→ **What to produce**
Rewrite the items below with every "valued" changed to "appreciated" and nothing else altered.
--- Supplied information ---
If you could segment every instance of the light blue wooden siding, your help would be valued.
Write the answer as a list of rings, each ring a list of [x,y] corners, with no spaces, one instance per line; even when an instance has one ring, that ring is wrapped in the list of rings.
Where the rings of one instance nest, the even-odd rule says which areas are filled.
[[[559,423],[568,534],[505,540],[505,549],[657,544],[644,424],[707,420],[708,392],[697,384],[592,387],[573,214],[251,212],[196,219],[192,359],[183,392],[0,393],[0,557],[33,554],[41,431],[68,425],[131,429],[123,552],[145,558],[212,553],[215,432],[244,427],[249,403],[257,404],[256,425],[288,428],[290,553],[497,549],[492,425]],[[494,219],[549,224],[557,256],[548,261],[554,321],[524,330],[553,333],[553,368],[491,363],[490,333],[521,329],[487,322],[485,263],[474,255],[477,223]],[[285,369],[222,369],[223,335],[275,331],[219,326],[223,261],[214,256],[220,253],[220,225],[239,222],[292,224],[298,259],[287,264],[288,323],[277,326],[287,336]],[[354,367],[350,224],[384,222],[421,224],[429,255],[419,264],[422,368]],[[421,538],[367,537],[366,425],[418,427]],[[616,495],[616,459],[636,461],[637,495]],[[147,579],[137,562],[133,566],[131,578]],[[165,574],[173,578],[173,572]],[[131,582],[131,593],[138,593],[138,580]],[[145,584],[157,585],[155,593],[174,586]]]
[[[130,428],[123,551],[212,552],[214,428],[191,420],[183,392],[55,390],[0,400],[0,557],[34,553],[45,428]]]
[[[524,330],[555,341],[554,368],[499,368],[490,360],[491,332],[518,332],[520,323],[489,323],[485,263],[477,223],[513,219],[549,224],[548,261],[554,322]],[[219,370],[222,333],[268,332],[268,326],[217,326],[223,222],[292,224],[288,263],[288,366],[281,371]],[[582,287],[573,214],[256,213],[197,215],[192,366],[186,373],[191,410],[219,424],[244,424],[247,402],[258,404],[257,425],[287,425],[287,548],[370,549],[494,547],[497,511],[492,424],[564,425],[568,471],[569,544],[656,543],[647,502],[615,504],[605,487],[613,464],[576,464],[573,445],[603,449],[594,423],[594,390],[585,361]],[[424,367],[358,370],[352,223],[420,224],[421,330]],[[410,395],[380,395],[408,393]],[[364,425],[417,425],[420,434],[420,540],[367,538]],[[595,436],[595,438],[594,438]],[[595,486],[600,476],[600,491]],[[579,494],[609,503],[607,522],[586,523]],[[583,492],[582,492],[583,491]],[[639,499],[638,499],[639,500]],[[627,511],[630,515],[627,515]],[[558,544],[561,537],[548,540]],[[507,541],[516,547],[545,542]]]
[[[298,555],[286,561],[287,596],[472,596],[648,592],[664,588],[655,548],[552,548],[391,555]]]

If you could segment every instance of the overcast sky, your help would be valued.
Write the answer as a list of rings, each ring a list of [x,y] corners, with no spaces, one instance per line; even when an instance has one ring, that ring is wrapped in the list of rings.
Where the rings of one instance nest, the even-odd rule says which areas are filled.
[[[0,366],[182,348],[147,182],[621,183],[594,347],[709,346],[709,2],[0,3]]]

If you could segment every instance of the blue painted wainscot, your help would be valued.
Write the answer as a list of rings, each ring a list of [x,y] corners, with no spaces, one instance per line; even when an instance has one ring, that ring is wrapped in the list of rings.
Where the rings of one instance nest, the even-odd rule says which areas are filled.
---
→ **Full response**
If you could segment every instance of the light blue wooden siding, your help would be appreciated.
Write the answer as a list of rings, each ring a list of [x,y] corners, with no spaces, one instance per line; even when an instance has one ring, that ring is wrapped in the list of rings.
Where the rings of one instance nest, the even-odd rule says which areas are filled.
[[[559,423],[568,534],[505,540],[505,549],[657,544],[644,424],[707,420],[708,392],[697,384],[592,387],[573,214],[251,212],[196,219],[192,359],[183,392],[0,393],[0,557],[33,554],[41,431],[68,425],[131,429],[123,552],[145,558],[212,553],[215,432],[244,427],[249,403],[257,404],[256,425],[288,428],[290,553],[497,549],[492,425]],[[494,219],[549,224],[557,256],[548,261],[554,321],[524,330],[553,333],[553,368],[491,363],[490,333],[521,329],[487,322],[485,263],[474,255],[477,223]],[[285,369],[222,369],[223,335],[275,331],[219,326],[223,261],[214,256],[220,253],[220,225],[239,222],[292,224],[298,259],[287,264],[288,323],[277,326],[287,336]],[[354,367],[350,224],[384,222],[421,224],[429,255],[419,264],[422,368]],[[421,538],[367,537],[366,425],[418,427]],[[616,495],[616,459],[636,461],[637,495]],[[147,579],[137,562],[133,566],[131,578]],[[165,574],[173,578],[173,572]],[[131,582],[131,593],[138,593],[138,580]],[[145,584],[157,585],[155,593],[174,586]]]
[[[130,428],[123,551],[212,552],[214,428],[191,420],[183,392],[55,390],[0,400],[0,557],[34,553],[45,428]]]
[[[524,330],[555,341],[554,368],[499,368],[490,360],[491,332],[518,332],[520,323],[489,323],[485,263],[477,223],[513,219],[549,224],[548,261],[554,322]],[[219,370],[222,333],[268,332],[268,326],[217,326],[223,222],[292,224],[288,263],[288,366],[281,371]],[[582,287],[573,214],[256,213],[197,215],[192,366],[186,373],[191,410],[219,424],[244,424],[247,402],[258,404],[257,425],[287,425],[287,548],[370,549],[494,547],[497,511],[492,424],[564,425],[568,471],[569,544],[656,543],[647,502],[615,504],[605,487],[613,464],[576,464],[573,445],[603,449],[594,423],[594,390],[585,361]],[[424,367],[358,370],[352,223],[420,224],[421,330]],[[410,395],[380,395],[408,393]],[[364,425],[417,425],[420,434],[420,540],[367,538]],[[595,436],[595,438],[594,438]],[[595,486],[600,476],[600,491]],[[579,494],[609,503],[607,522],[586,523]],[[583,492],[582,492],[583,491]],[[639,499],[638,499],[639,500]],[[627,511],[630,515],[627,515]],[[558,544],[561,537],[548,540]],[[507,541],[516,547],[545,542]]]
[[[298,555],[286,561],[287,596],[472,596],[648,592],[664,588],[655,548],[552,548],[391,555]]]

If you could segment every instance of the overcast sky, your help would be appreciated.
Write the answer as a list of rings, each ring a list of [x,y] corners, with no spaces, one instance per line; even when an instance has one ring, that ring is wrapped in the list of rings.
Where the rings of one instance nest, the even-odd rule says which areas are filled.
[[[0,366],[182,348],[147,182],[621,183],[594,347],[709,346],[709,2],[0,3]]]

If you could segment every instance of the blue painted wainscot, your help would be appreciated.
Write the answer as a list of rings, each ring a list of [x,y] corners, with no spaces, one instance per line; even when an instance has one ring, that ring is wrapped in the list of rings.
Where the rings of one instance nest, the even-odd rule says which areas are filled.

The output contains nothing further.